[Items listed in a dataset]
■ ■ ■ ■ ■ ■ ■

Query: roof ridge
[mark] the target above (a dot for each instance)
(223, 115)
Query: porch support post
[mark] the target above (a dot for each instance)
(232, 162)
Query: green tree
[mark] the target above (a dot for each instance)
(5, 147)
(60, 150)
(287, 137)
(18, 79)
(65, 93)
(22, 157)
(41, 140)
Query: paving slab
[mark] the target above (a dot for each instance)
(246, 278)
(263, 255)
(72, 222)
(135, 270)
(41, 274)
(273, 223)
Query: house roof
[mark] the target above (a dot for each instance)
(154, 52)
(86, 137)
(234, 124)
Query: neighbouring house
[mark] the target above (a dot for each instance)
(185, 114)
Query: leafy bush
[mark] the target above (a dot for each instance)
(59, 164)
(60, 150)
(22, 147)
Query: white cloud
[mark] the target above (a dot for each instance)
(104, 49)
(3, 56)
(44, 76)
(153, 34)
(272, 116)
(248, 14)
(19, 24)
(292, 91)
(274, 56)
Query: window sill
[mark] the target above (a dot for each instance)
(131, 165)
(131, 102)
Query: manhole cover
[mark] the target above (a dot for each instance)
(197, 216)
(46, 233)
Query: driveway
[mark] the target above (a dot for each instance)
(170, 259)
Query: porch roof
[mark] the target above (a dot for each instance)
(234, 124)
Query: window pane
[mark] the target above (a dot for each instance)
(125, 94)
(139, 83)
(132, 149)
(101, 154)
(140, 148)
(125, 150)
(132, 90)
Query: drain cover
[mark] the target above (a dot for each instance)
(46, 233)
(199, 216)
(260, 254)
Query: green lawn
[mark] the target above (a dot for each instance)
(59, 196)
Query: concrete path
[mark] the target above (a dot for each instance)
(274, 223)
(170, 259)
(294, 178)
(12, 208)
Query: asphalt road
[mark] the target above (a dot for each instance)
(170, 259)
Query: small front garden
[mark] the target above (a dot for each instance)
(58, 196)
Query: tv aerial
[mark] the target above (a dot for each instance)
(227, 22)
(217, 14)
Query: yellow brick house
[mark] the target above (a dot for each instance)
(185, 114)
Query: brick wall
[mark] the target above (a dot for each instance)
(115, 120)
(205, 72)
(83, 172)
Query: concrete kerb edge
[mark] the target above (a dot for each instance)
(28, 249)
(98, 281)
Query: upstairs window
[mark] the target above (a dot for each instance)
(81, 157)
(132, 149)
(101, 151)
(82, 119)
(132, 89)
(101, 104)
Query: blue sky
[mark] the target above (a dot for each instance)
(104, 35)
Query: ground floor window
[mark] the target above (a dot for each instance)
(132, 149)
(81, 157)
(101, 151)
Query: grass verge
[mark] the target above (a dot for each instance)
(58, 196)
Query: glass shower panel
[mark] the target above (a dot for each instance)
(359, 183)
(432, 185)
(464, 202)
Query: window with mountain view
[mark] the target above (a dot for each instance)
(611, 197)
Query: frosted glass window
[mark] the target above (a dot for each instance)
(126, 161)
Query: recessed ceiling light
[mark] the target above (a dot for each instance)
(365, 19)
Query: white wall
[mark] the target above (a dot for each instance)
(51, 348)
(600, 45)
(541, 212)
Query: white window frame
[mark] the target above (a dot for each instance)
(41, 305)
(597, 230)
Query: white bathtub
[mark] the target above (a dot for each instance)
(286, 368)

■ ■ ■ ■ ■ ■ ■

_WHAT TO PRODUCE:_
Repeat the data above exactly.

_SOLUTION TO THIS EXERCISE:_
Query: roof ridge
[mark] the target above (a dot for each instance)
(223, 115)
Query: porch support post
[mark] the target above (a dot for each instance)
(232, 162)
Query: green tree
[mark] the target above (a dot for each instance)
(5, 147)
(60, 150)
(287, 137)
(18, 79)
(65, 93)
(22, 157)
(41, 140)
Query: paving slab
[mark] the target above (a dot for each instance)
(246, 278)
(263, 255)
(72, 222)
(135, 270)
(41, 274)
(273, 223)
Query: house roof
[mark] the target above (a dot for each instance)
(154, 52)
(86, 137)
(234, 124)
Query: neighbouring house
[mark] the target above (a dot for each instance)
(185, 114)
Query: leafy bush
[mark] the target above (a dot for each instance)
(59, 164)
(60, 150)
(22, 147)
Query: white cloud
[mark] the target above (a dot for each instance)
(104, 49)
(3, 56)
(44, 76)
(153, 34)
(272, 116)
(248, 14)
(19, 24)
(292, 91)
(274, 56)
Query: window sill
[mark] the target above (a dot for each instance)
(131, 165)
(131, 102)
Query: manhole cover
[mark] the target above (a dot for each instance)
(197, 216)
(46, 233)
Query: driveway
[mark] the target above (a dot for each instance)
(170, 259)
Query: porch roof
[mark] the target above (a dot for each instance)
(234, 124)
Query: window pane
[mark] the target above (a dot for each instance)
(125, 94)
(139, 83)
(132, 149)
(101, 154)
(140, 148)
(125, 150)
(132, 90)
Query: drain cover
[mark] the target above (a dot for each instance)
(46, 233)
(199, 216)
(260, 254)
Query: green lawn
[mark] the target above (a dot for each instance)
(59, 196)
Query: concrete path
[mark] the target above (a dot for each instance)
(274, 223)
(170, 259)
(294, 178)
(12, 208)
Query: asphalt road
[mark] the target above (a dot for each instance)
(170, 259)
Query: small front garden
[mark] the target above (a dot for each instance)
(58, 196)
Query: tv aerial
[mark] the target above (a dot for each instance)
(227, 22)
(217, 14)
Query: yellow brick house
[mark] the target above (a dot for each instance)
(185, 114)
Query: brick wall
[mark] the target above (a dot for each instance)
(115, 120)
(205, 72)
(83, 172)
Query: concrete kerb edge
[mark] the target above (a dot for each instance)
(28, 249)
(98, 281)
Query: upstairs window
[mark] the target above (a dot for each instance)
(81, 157)
(132, 149)
(101, 151)
(82, 119)
(132, 89)
(101, 104)
Query: blue sky
[mark] the target above (a dot for each instance)
(104, 35)
Query: ground floor window
[mark] the target above (a dot for each instance)
(132, 149)
(81, 157)
(101, 151)
Query: grass verge
[mark] the target above (a dot for each instance)
(58, 196)
Query: glass shower panel
[mark] the target above (a dot for each instance)
(359, 183)
(432, 185)
(464, 202)
Query: window with mountain view
[mark] the target above (a dot for each instance)
(611, 197)
Query: frosted glass window
[mark] the target above (a dot for each instance)
(126, 161)
Query: recessed ceiling light
[mark] the target above (a dot for each instance)
(365, 19)
Query: white wall
[mark] the target above (a dot for each instance)
(51, 348)
(600, 45)
(541, 212)
Query: white window frame
[mark] the target above (a dot for each instance)
(41, 305)
(597, 230)
Query: white bathtub
[mark] the target above (a dot for each instance)
(286, 368)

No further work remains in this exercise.